Copy all of the records below word for word, leaving out the pictures.

--*--

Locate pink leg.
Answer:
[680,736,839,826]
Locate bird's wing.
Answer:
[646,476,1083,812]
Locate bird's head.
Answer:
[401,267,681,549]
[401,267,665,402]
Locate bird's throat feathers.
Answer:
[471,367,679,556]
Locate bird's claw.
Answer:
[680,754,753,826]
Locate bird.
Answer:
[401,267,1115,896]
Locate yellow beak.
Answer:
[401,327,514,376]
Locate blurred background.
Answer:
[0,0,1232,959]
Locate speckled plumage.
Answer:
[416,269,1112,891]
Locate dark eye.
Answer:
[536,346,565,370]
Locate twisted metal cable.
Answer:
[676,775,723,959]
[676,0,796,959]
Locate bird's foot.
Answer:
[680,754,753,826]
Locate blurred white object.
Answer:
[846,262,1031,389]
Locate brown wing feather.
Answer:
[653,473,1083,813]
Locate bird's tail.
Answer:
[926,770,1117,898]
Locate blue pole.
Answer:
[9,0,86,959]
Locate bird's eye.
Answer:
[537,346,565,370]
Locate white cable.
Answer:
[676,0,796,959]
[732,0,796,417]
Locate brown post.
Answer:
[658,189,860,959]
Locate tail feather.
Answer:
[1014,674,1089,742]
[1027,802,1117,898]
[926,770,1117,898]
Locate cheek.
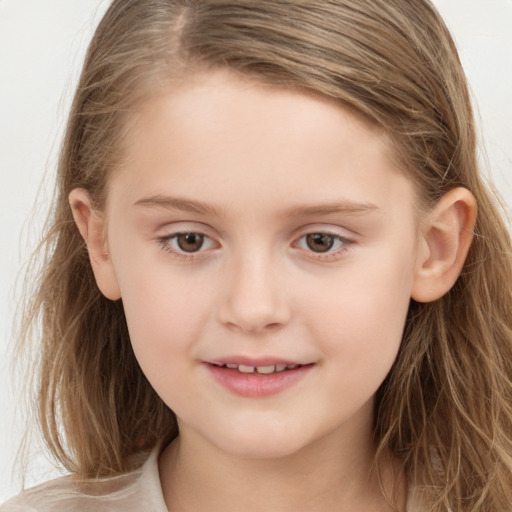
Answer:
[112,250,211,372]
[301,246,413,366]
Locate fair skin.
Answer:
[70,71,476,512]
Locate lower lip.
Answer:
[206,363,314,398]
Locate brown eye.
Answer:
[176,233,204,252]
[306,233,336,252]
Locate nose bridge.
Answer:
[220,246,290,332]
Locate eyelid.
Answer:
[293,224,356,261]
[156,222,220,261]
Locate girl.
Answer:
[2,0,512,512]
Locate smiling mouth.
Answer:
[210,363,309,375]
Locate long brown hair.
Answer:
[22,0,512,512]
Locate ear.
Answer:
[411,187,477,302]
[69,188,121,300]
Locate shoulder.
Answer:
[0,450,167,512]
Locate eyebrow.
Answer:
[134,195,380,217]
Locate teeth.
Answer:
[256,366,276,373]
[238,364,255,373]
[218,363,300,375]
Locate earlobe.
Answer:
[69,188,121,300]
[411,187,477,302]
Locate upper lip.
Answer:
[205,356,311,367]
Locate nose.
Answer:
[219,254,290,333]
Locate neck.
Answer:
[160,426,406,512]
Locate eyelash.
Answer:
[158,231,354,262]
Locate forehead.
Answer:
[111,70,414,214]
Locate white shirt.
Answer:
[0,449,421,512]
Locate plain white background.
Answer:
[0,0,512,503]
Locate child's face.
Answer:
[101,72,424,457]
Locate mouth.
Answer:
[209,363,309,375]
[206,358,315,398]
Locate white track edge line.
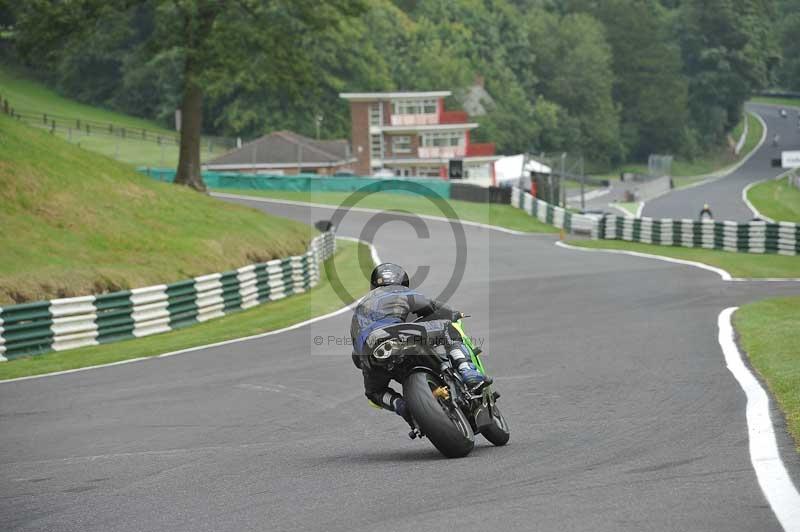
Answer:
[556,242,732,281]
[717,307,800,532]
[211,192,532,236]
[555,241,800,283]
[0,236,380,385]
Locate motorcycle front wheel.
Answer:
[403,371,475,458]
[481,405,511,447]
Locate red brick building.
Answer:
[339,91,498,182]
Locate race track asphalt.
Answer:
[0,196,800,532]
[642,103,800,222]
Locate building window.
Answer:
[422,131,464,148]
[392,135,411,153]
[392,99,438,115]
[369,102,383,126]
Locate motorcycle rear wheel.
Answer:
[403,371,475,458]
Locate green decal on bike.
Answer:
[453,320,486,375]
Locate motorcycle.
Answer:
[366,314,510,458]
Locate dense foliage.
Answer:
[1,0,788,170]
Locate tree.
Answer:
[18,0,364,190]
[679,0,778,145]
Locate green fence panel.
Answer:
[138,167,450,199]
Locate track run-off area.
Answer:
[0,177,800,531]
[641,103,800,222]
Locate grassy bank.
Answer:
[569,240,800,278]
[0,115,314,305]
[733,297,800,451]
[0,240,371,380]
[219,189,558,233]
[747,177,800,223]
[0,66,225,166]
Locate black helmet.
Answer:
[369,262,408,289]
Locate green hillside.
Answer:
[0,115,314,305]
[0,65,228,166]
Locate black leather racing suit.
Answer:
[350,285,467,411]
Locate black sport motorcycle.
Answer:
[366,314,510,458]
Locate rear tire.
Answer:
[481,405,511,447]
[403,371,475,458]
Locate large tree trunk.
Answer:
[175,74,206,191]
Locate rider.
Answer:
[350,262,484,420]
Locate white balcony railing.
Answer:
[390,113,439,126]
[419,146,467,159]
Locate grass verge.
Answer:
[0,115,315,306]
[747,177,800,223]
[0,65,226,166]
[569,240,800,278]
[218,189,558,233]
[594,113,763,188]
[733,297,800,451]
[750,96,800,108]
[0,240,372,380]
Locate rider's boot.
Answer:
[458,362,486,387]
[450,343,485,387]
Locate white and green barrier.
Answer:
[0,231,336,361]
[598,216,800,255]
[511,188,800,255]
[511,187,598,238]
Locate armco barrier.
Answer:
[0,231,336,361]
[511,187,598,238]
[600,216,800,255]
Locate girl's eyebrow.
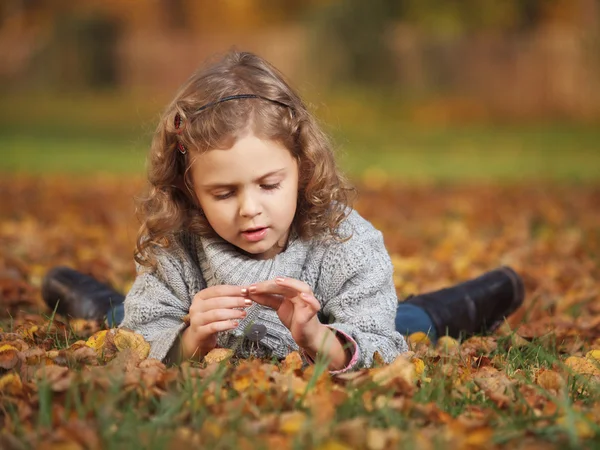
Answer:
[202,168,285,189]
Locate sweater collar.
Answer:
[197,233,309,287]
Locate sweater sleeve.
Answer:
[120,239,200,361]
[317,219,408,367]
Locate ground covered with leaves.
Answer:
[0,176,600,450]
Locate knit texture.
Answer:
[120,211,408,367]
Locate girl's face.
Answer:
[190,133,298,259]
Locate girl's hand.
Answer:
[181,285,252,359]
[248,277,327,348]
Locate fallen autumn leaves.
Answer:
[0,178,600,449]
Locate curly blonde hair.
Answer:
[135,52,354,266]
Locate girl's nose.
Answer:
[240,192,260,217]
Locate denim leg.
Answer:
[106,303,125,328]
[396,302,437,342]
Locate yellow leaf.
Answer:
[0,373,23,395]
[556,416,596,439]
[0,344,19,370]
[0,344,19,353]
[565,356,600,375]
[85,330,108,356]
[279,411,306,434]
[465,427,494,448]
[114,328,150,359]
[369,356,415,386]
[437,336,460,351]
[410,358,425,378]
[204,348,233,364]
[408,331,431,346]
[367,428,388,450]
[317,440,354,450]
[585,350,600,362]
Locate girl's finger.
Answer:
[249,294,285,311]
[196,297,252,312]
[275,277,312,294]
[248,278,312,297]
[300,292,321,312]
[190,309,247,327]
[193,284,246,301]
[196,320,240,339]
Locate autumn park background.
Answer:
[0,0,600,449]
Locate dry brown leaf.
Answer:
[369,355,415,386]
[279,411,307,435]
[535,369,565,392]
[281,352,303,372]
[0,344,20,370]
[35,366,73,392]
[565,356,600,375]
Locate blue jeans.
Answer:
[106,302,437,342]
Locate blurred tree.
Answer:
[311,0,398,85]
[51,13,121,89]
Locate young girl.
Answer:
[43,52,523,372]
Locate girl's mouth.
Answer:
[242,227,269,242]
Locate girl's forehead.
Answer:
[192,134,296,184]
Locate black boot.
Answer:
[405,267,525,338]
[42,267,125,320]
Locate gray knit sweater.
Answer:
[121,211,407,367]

--*--

**RESULT FOR THIS EXERCISE:**
Locate pink leg.
Answer:
[680,736,839,826]
Locate bird's wing.
Answer:
[646,476,1083,812]
Locate bird's head.
Answer:
[401,267,681,549]
[401,267,665,402]
Locate bird's throat feathers.
Answer:
[471,367,679,556]
Locate bird's claw.
Answer:
[680,754,753,826]
Locate bird.
Answer:
[401,267,1115,896]
Locate yellow beak.
Answer:
[401,327,514,376]
Locate blurred background.
Answer:
[0,0,1232,959]
Locate speckled plumage.
Answer:
[416,269,1112,891]
Locate dark eye.
Answer:
[536,346,565,370]
Locate twisted metal cable.
Answer:
[676,775,723,959]
[676,0,796,959]
Locate bird's foot.
Answer:
[680,754,753,826]
Locate blurred white object.
Answer:
[846,262,1031,389]
Locate brown wing feather.
Answer:
[653,473,1083,813]
Locate bird's tail.
Answer:
[926,770,1117,898]
Locate blue pole.
Answer:
[9,0,86,959]
Locate bird's eye.
Answer:
[537,346,565,370]
Locate white cable.
Answer:
[676,0,796,959]
[732,0,796,417]
Locate brown post.
Answer:
[658,189,860,959]
Locate tail feather.
Answer:
[1014,674,1089,742]
[1027,802,1117,898]
[926,770,1117,898]
Locate cheek.
Answer:
[112,250,211,372]
[301,246,413,366]
Locate fair skin.
Answer:
[70,71,476,512]
Locate lower lip.
Answer:
[206,363,314,398]
Locate brown eye.
Answer:
[176,233,204,252]
[306,233,336,252]
Locate nose bridge.
Answer:
[220,246,290,332]
Locate eyelid.
Answer:
[293,224,356,261]
[156,222,220,261]
Locate girl.
Answer:
[2,0,512,512]
Locate smiling mouth.
Answer:
[210,363,309,375]
Locate long brown hair.
Answer:
[22,0,512,512]
Locate ear.
Answer:
[411,187,477,302]
[69,188,121,300]
Locate shoulder.
Answer:
[0,450,167,512]
Locate eyebrow.
Answer:
[134,195,380,217]
Locate teeth.
Answer:
[256,366,276,373]
[238,364,255,373]
[218,363,300,375]
Locate earlobe.
Answer:
[69,188,121,300]
[411,187,477,302]
Locate upper lip.
Answer:
[205,356,311,367]
Locate nose.
Answer:
[219,254,290,333]
Locate neck.
Answer:
[160,426,406,512]
Locate eyelash.
Answer:
[158,231,354,262]
Locate forehead.
Answer:
[111,70,414,214]
Locate white shirt.
Answer:
[0,449,421,512]
Locate plain white background.
Answer:
[0,0,512,503]
Locate child's face.
Answer:
[101,72,424,457]
Locate mouth.
Answer:
[209,363,309,375]
[206,358,315,398]
Locate white track edge line.
Answer:
[556,242,732,281]
[717,307,800,532]
[211,192,532,236]
[555,241,800,283]
[0,236,380,385]
Locate motorcycle front wheel.
Answer:
[403,371,475,458]
[481,405,511,447]
Locate red brick building.
Answer:
[339,91,498,182]
Locate race track asphalt.
Answer:
[0,196,800,532]
[642,103,800,222]
Locate building window.
Answer:
[422,131,464,148]
[392,135,411,153]
[392,99,438,115]
[369,102,383,126]
Locate motorcycle rear wheel.
Answer:
[403,371,475,458]
Locate green decal on bike.
Answer:
[453,320,486,375]
Locate motorcycle.
Answer:
[366,314,510,458]
Locate dense foliage.
Answer:
[1,0,788,170]
Locate tree.
Answer:
[18,0,364,190]
[679,0,778,145]
Locate green fence panel.
Answer:
[138,167,450,199]
Locate track run-off area.
Answer:
[0,177,800,531]
[641,103,800,222]
Locate grassy bank.
Answer:
[569,240,800,278]
[0,115,314,305]
[733,297,800,451]
[0,240,371,380]
[219,189,558,233]
[747,177,800,223]
[0,66,225,166]
Locate black helmet.
Answer:
[369,262,408,289]
Locate green hillside.
Answer:
[0,115,314,305]
[0,65,228,166]
Locate black leather racing suit.
Answer:
[350,285,467,411]
Locate black sport motorcycle.
Answer:
[366,314,510,458]
Locate rear tire.
Answer:
[481,405,511,447]
[403,371,475,458]
Locate large tree trunk.
Answer:
[175,74,206,191]
Locate rider.
Answer:
[350,262,484,420]
Locate white balcony railing.
Answer:
[390,113,439,126]
[419,146,467,159]
Locate grass verge.
Answer:
[0,115,315,306]
[747,177,800,223]
[0,65,226,166]
[569,240,800,278]
[218,189,558,233]
[594,113,763,188]
[733,297,800,451]
[750,96,800,108]
[0,240,372,380]
Locate rider's boot.
Answer:
[458,362,486,387]
[450,343,485,387]
Locate white and green barrier.
Answer:
[0,231,336,361]
[598,216,800,255]
[511,188,800,255]
[511,187,598,238]
Locate armco barrier.
Answer:
[0,231,336,361]
[511,187,598,238]
[600,216,800,255]
Locate girl's eyebrow.
Answer:
[202,168,285,189]
Locate sweater collar.
Answer:
[197,233,309,287]
Locate sweater sleeve.
Answer:
[120,239,200,361]
[317,219,408,367]
Locate ground covered with leaves.
Answer:
[0,176,600,450]
Locate knit texture.
Answer:
[120,211,408,367]
Locate girl's face.
Answer:
[190,133,298,259]
Locate girl's hand.
Answer:
[181,285,252,359]
[248,277,327,348]
Locate fallen autumn leaves.
Answer:
[0,178,600,449]
Locate curly blonde hair.
Answer:
[135,52,354,266]
Locate girl's nose.
Answer:
[240,192,260,217]
Locate denim leg.
Answer:
[106,303,125,328]
[396,302,437,342]
Locate yellow leaf.
Answer:
[0,373,23,395]
[556,416,596,439]
[0,344,19,370]
[0,344,19,353]
[565,356,600,375]
[85,330,108,356]
[279,411,306,434]
[465,427,494,448]
[114,328,150,359]
[369,356,415,386]
[437,336,460,351]
[410,358,425,378]
[204,348,233,364]
[408,331,431,346]
[367,428,388,450]
[317,440,354,450]
[585,350,600,362]
Locate girl's finger.
Answer:
[249,294,285,311]
[196,297,252,312]
[275,277,312,294]
[248,278,312,297]
[300,292,321,312]
[190,309,247,327]
[193,284,246,301]
[196,320,240,339]
Locate autumn park background.
Answer:
[0,0,600,449]
Locate dry brown leaf.
Answer:
[369,355,415,386]
[279,411,307,435]
[535,369,565,392]
[281,352,303,372]
[0,344,20,370]
[35,366,73,392]
[565,356,600,375]
Locate blue jeans.
Answer:
[106,302,437,342]
Locate blurred tree.
Answer:
[311,0,398,85]
[51,13,121,89]
Locate young girl.
Answer:
[43,52,523,372]
Locate girl's mouth.
Answer:
[242,227,269,242]
Locate girl's forehead.
Answer:
[192,134,296,184]
Locate black boot.
Answer:
[405,267,525,338]
[42,267,125,320]
Locate gray knit sweater.
Answer:
[121,211,407,367]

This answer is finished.